* _Set exercise_: Reproduce the records from the line containing "of the cockpit" through the end of the records, switching every occurrence of "field-scouting tally" to "site survey count" and leaving everything else unchanged.

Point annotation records
———

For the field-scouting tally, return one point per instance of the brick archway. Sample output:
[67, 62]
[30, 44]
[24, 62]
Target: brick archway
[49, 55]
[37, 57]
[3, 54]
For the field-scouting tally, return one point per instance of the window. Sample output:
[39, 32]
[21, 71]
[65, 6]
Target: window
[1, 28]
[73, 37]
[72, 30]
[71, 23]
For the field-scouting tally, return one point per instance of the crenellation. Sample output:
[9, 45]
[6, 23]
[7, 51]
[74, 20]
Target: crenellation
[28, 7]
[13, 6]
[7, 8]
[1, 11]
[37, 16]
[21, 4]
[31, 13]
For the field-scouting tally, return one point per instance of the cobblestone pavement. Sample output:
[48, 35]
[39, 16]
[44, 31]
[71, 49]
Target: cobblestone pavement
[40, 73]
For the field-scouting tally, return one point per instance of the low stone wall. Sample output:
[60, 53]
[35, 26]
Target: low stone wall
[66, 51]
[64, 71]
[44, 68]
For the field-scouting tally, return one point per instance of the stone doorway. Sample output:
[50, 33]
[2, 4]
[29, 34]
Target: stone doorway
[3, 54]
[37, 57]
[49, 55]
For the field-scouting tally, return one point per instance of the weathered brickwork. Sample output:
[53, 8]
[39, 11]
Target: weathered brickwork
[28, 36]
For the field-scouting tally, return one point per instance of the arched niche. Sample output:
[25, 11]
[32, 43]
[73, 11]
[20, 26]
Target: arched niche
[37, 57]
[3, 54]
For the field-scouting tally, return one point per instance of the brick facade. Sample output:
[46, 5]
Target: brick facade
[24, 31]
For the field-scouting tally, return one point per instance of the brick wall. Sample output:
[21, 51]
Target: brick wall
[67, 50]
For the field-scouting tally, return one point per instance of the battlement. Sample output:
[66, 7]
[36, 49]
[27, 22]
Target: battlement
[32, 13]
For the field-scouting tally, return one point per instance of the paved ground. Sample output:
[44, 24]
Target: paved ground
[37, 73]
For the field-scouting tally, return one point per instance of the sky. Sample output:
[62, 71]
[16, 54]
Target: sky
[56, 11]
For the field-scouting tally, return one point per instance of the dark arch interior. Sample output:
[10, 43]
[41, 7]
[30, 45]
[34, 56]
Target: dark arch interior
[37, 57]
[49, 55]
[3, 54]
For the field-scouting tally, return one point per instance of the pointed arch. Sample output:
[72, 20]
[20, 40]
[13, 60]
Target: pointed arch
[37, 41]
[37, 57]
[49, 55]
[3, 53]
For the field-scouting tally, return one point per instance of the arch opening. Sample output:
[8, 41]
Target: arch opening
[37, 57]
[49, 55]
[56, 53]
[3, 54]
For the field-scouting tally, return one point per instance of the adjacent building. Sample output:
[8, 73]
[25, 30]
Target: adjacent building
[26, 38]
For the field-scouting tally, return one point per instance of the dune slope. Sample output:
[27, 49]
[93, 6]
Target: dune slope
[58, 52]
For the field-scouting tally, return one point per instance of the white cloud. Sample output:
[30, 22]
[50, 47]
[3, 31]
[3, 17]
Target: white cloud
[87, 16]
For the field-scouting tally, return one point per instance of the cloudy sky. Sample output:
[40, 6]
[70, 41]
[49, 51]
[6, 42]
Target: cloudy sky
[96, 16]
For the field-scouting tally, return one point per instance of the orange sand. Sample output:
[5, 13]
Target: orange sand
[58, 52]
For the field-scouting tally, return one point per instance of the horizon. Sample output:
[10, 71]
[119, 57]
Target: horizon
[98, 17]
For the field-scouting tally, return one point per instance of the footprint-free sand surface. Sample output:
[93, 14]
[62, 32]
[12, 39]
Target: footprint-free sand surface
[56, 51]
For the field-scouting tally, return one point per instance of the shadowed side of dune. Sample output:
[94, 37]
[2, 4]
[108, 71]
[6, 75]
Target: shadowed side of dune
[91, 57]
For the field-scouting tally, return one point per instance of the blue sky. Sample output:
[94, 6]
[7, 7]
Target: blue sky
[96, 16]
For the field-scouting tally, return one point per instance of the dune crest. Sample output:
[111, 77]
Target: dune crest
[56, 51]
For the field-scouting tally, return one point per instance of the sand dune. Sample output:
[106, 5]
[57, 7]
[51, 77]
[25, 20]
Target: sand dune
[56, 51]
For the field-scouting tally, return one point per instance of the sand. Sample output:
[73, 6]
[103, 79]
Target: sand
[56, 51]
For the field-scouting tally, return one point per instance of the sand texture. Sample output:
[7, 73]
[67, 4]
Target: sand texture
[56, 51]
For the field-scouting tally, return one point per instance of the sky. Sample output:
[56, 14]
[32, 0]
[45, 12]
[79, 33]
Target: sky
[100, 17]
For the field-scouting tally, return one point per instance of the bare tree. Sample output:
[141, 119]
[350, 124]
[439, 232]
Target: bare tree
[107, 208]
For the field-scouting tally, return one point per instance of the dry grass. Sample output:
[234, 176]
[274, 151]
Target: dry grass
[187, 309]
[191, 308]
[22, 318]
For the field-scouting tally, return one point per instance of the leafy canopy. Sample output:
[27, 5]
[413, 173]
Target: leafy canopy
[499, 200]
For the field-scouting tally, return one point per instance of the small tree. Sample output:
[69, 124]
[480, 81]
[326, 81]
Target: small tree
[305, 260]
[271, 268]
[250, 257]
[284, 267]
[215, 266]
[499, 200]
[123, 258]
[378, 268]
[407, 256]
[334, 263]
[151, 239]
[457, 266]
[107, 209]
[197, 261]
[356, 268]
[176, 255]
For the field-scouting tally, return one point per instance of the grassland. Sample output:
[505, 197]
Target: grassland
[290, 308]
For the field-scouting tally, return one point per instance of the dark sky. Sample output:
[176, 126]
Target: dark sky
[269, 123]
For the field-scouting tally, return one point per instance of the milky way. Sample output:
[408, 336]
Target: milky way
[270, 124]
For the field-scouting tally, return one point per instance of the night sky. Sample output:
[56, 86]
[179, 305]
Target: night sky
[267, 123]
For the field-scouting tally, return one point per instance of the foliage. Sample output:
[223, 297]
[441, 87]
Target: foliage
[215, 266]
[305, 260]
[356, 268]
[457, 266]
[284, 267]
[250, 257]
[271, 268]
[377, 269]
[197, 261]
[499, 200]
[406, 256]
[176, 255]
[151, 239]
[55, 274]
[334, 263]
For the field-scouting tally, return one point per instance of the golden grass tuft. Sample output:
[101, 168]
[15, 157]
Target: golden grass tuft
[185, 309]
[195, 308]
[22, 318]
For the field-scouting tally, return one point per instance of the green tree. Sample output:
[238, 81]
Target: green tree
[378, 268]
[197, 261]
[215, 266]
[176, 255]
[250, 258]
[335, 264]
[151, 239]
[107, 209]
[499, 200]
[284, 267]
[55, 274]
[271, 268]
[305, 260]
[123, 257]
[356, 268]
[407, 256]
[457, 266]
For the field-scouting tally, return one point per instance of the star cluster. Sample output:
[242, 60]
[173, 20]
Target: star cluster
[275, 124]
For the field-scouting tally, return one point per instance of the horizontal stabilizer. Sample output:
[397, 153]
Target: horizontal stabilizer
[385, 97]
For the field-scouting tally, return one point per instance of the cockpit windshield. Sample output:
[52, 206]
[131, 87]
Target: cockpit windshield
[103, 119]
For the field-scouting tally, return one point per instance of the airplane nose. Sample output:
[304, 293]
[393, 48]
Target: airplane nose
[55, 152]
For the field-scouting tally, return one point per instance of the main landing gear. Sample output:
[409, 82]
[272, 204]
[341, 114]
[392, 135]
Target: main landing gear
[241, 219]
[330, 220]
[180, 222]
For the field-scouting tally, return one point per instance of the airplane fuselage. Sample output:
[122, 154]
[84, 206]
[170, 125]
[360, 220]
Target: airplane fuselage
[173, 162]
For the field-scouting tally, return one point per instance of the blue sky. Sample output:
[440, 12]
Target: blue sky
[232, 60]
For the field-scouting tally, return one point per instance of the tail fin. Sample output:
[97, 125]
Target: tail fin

———

* _Task answer_:
For the site survey count, return one point per instance of the cockpit windshield. Sample output:
[52, 206]
[131, 87]
Target: cockpit windshield
[103, 119]
For the site survey count, return one point per instance of the airplane nose. Sample output:
[304, 293]
[393, 48]
Target: airplane nose
[55, 152]
For the site survey count, return one point per instance of the main landing gear. Sample output:
[409, 82]
[272, 204]
[341, 114]
[392, 135]
Target: main landing gear
[241, 219]
[330, 220]
[180, 222]
For the site survey count, return one point per instance of the airplane fuselage. Sample output:
[122, 154]
[84, 206]
[170, 125]
[360, 220]
Target: airplane fuselage
[173, 162]
For the site survey count, return one point per instance of the blue sky. Sample output:
[440, 12]
Target: blue sky
[232, 60]
For the site survey count, return one point per instance of the tail fin. Sample output:
[97, 125]
Target: tail fin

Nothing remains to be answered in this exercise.